▶ [Text section]:

# # # # # # #

Sadly, we can't use idr, as idr is recycling ticket numbers. The whole
goal of the mechanism here is to allow us to ignore obsolete tickets,
referencing memory regions that have been already destroyed. A
mechanism that is recycling ticket numbers might result in spurious
invalidations.

> > +/* Caller should be holding the peer client lock, specifically, the
> caller should hold ib_peer_client->lock */
> > +static int ib_peer_remove_context(struct ib_peer_memory_client
> *ib_peer_client,
> > +				  unsigned long key)
> > +{
> > +	struct core_ticket *core_ticket;
> > +
> > +	list_for_each_entry(core_ticket, &ib_peer_client->core_ticket_list,
> > +			    ticket_list) {
> > +		if (core_ticket->key == key) {
> > +			list_del(&core_ticket->ticket_list);
> > +			kfree(core_ticket);
> > +			return 0;
> > +		}
> > +	}
> > +
> > +	return 1;
> > +}
> > +
> > +/**
> > +** ib_peer_create_invalidation_ctx - creates invalidation context for
> a given umem
> > +** @ib_peer_mem: peer client to be used
> > +** @umem: umem struct belongs to that context
> > +** @invalidation_ctx: output context
> > +**/
> > +int ib_peer_create_invalidation_ctx(struct ib_peer_memory_client
> *ib_peer_mem, struct ib_umem *umem,
> > +				    struct invalidation_ctx **invalidation_ctx)

# # # # # # #

▶ [Exercise requirements]:
**a.** Shorten the paragraph of the peer memory text that begins "Sadly, we can't use idr" while keeping its main facts.
**b.** Extend the peer memory text, picking up right after its last line.
The entries have nothing to do with the peer memory text.

▶ [Recorded information]:
# # # # # # #

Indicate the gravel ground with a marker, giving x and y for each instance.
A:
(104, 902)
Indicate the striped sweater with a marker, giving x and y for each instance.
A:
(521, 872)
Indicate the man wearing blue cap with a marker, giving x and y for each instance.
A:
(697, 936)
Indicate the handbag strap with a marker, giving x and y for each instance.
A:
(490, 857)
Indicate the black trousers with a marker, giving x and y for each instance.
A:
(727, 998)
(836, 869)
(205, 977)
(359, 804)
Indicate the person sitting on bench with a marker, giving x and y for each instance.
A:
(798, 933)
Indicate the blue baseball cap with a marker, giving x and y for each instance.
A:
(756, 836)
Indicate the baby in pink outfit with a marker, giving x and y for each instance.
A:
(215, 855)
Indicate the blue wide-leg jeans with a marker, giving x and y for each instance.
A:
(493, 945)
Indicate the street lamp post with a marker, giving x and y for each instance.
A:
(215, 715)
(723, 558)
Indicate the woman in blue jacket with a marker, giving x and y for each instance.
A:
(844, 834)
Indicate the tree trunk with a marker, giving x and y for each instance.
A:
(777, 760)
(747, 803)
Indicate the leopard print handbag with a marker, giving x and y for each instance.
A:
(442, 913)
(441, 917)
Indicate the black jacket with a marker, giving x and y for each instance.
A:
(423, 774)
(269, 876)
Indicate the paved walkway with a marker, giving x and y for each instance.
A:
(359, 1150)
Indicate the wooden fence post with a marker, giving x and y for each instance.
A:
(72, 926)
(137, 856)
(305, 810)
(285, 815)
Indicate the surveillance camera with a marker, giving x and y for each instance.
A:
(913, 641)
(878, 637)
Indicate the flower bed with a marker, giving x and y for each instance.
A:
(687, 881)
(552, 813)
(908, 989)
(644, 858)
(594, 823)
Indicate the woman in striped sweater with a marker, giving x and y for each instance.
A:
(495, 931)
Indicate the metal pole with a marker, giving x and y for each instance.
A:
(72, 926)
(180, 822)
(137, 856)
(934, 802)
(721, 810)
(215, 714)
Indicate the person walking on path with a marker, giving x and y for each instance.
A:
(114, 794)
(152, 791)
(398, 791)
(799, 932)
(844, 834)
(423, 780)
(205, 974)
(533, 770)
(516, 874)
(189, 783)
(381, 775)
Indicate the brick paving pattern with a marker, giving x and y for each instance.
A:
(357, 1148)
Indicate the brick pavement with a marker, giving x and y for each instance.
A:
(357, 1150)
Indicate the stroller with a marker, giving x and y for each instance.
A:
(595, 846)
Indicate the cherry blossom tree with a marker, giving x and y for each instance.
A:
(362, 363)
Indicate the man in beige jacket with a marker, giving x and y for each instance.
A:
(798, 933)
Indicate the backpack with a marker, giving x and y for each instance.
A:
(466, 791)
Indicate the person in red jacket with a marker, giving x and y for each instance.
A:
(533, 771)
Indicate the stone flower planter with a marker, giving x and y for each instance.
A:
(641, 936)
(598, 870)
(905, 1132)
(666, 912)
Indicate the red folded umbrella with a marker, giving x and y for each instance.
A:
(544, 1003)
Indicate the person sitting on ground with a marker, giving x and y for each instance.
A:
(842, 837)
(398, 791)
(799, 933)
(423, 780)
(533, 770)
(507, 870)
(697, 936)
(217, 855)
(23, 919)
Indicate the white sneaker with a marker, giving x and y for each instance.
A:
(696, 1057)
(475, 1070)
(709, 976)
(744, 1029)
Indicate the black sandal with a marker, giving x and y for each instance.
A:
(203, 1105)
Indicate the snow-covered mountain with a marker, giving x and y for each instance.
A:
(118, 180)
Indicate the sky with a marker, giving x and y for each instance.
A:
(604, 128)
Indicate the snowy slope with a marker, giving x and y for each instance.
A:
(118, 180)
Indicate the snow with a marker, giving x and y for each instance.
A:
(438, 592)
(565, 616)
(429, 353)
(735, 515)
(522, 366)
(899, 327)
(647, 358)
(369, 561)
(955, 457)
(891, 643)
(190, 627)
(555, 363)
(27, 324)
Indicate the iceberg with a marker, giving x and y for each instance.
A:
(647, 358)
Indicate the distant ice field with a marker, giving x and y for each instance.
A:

# # # # # # #

▶ [Final answers]:
**a.** Idr can't be used because it reuses ticket numbers. The mechanism is meant to let outdated tickets, which point to memory regions that have already been destroyed, be ignored. Reusing ticket numbers could trigger false invalidations.

**b.**
> > +{
> > +	int ret;
> > +	struct invalidation_ctx *ctx;
> > +
> > +	ctx = kzalloc(sizeof(*ctx), GFP_KERNEL);
> > +	if (!ctx)
> > +		return -ENOMEM;
> > +
> > +	ret = ib_peer_insert_context(ib_peer_mem, ctx,
> > +				     &ctx->context_ticket);
> > +	if (ret) {
> > +		kfree(ctx);
> > +		return ret;
> > +	}
> > +
> > +	ctx->umem = umem;
> > +	umem->invalidation_ctx = ctx;
> > +	*invalidation_ctx = ctx;
> > +	return 0;
> > +}
> > +
> > +/**
> > + * ** ib_peer_destroy_invalidation_ctx - destroy a given invalidation
> context
> > + * ** @ib_peer_mem: peer client to be used
> > + * ** @invalidation_ctx: context to be invalidated
> > + * **/
> > +void ib_peer_destroy_invalidation_ctx(struct ib_peer_memory_client
> *ib_peer_mem,
> > +				      struct invalidation_ctx *invalidation_ctx)
> > +{
> > +	mutex_lock(&ib_peer_mem->lock);
> > +	ib_peer_remove_context(ib_peer_mem, invalidation_ctx-
> >context_ticket);
> > +	mutex_unlock(&ib_peer_mem->lock);
> > +
> > +	kfree(invalidation_ctx);
> > +}
> >  static int ib_memory_peer_check_mandatory(const struct
> peer_memory_client
> >  						     *peer_client)
> >  {
> > @@ -94,6 +224,8 @@ void *ib_register_peer_memory_client(const struct
> peer_memory_client *peer_clien
> >  	if (!ib_peer_client)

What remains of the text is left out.